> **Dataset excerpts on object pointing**

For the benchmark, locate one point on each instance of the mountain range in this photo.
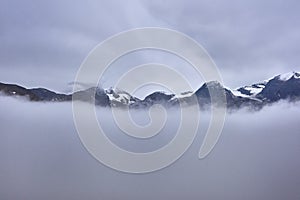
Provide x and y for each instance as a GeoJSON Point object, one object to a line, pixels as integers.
{"type": "Point", "coordinates": [255, 96]}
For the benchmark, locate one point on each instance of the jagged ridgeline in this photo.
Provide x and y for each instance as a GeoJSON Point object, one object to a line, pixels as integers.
{"type": "Point", "coordinates": [281, 87]}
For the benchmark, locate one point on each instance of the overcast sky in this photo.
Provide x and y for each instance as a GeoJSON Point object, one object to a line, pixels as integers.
{"type": "Point", "coordinates": [43, 43]}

> **Exercise instructions**
Rewrite every row above with "benchmark" replaced by "evaluation set" wherever it appears, keeping everything else the same and leaving out the pictures.

> **Exercise solution**
For the evaluation set, locate one point on each instance of the mountain range in this photo.
Provide x and y for each instance as a GeoJSON Point object, one object to a line, pixels as integers.
{"type": "Point", "coordinates": [255, 96]}
For the evaluation set, locate one point on each instance of the jagged ridgeline in this photo.
Provide x and y for each instance as a GeoJSON Point object, one object to a line, pixels as integers.
{"type": "Point", "coordinates": [281, 87]}
For the evaluation set, locate one point on each instance of the overcast sky in this photo.
Provide x and y for each instance as a GeoJSON Point object, one object to a line, pixels as integers.
{"type": "Point", "coordinates": [43, 43]}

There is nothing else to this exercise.